**SHORT TASK**
Reproduce the listing below, replacing every occurrence of "target" with "object" and leaving all other text unchanged.

BEGIN EXCERPTED DATA

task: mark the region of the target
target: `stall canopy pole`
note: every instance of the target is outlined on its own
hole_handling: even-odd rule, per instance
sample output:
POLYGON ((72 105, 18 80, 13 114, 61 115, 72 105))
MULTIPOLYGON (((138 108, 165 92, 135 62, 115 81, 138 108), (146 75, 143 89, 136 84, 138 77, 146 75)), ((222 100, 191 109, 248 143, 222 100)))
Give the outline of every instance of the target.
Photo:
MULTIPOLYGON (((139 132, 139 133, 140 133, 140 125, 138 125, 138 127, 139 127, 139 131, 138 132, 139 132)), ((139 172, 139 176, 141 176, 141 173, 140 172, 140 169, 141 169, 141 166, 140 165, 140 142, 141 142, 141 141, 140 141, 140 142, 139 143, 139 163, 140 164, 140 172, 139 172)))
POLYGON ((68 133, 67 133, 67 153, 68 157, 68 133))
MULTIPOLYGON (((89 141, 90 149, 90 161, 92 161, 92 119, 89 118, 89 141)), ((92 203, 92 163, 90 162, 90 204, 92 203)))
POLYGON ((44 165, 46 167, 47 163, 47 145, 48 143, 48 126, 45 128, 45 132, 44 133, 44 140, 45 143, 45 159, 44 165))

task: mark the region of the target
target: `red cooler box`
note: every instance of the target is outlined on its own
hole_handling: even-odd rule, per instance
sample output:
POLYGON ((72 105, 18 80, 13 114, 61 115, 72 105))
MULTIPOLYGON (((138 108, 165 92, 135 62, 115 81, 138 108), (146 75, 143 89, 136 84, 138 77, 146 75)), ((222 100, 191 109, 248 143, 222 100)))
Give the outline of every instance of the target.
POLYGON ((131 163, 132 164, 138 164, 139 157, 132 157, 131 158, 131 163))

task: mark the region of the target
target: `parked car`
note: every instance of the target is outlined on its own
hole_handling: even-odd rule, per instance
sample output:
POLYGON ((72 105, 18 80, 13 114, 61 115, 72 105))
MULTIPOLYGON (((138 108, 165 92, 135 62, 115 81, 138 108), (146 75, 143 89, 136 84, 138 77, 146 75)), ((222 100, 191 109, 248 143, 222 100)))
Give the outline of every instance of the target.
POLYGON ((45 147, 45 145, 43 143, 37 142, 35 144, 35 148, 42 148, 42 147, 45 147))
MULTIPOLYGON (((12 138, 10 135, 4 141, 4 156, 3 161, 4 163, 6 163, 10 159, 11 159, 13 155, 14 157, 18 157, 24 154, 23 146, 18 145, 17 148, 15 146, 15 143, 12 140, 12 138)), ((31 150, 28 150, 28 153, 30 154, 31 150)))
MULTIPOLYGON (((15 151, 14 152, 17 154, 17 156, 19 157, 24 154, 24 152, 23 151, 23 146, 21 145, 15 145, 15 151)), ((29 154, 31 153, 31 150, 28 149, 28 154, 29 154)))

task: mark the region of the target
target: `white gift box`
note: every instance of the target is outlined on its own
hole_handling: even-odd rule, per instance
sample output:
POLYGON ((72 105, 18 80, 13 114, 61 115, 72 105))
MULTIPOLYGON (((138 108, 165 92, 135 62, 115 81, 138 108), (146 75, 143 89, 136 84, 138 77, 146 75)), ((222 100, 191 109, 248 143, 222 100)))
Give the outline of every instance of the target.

END EXCERPTED DATA

**ANSWER TO THE TASK**
task: mark the region of the object
object: `stall canopy pole`
note: every instance of the object is outlined on its own
hole_handling: even-odd rule, per instance
sample output:
POLYGON ((72 105, 18 80, 13 114, 61 115, 72 105))
MULTIPOLYGON (((138 108, 165 92, 135 62, 115 81, 138 108), (146 75, 143 89, 136 84, 138 77, 146 75)), ((222 100, 191 109, 248 143, 222 100)))
Give the outline of every instance of the object.
Photo:
MULTIPOLYGON (((139 132, 139 133, 140 133, 140 125, 138 125, 138 127, 139 127, 139 131, 138 132, 139 132)), ((139 172, 139 176, 141 176, 141 173, 140 172, 140 169, 141 169, 141 166, 140 165, 140 142, 141 142, 141 141, 140 141, 140 142, 139 143, 139 163, 140 164, 140 172, 139 172)))
POLYGON ((68 133, 67 133, 67 153, 68 157, 68 133))
MULTIPOLYGON (((89 141, 90 149, 90 161, 92 161, 92 119, 89 118, 89 141)), ((92 203, 92 163, 90 162, 90 204, 92 203)))
POLYGON ((44 165, 46 167, 47 163, 47 145, 48 143, 48 126, 45 128, 45 132, 44 133, 44 140, 45 143, 45 159, 44 165))

task: mark the region of the object
object: `red cooler box`
note: every instance of the object is outlined on its own
hole_handling: even-odd rule, per instance
sample output:
POLYGON ((72 105, 18 80, 13 114, 61 115, 72 105))
MULTIPOLYGON (((138 108, 165 92, 135 62, 115 81, 138 108), (146 75, 143 89, 136 84, 138 77, 146 75)), ((222 100, 191 109, 248 143, 222 100)))
Give the outline of every instance of the object.
POLYGON ((131 163, 132 164, 138 164, 139 157, 132 157, 131 158, 131 163))

task: mark the region of the object
object: `parked car`
note: every instance of the object is outlined on its own
hole_handling: even-odd rule, per instance
sample output:
POLYGON ((72 105, 18 80, 13 114, 61 115, 72 105))
MULTIPOLYGON (((138 108, 165 92, 135 62, 115 81, 138 108), (146 75, 143 89, 136 84, 138 77, 146 75)), ((222 100, 191 109, 248 143, 222 100)))
Give the outline of every instance of the object.
POLYGON ((45 147, 45 145, 43 143, 37 142, 35 144, 35 148, 42 148, 42 147, 45 147))
MULTIPOLYGON (((12 138, 10 135, 4 141, 4 156, 3 161, 4 163, 6 163, 10 159, 11 159, 13 155, 14 157, 18 157, 24 154, 23 146, 18 145, 17 148, 15 146, 15 143, 12 140, 12 138)), ((31 150, 28 150, 28 153, 30 154, 31 150)))
MULTIPOLYGON (((15 151, 14 152, 17 154, 17 156, 19 157, 24 154, 24 152, 23 151, 23 146, 21 145, 15 145, 15 151)), ((29 154, 31 153, 31 150, 28 149, 28 154, 29 154)))

task: mark the region of the object
object: `white gift box`
note: every instance of the object is outlined on its own
hole_handling: even-odd rule, per instance
sample output:
POLYGON ((72 105, 18 80, 13 114, 61 115, 72 105))
MULTIPOLYGON (((138 108, 165 92, 135 62, 115 81, 138 108), (146 75, 143 89, 136 84, 138 77, 146 75)), ((222 100, 191 109, 248 143, 222 100)))
Give the outline of every instance of the object.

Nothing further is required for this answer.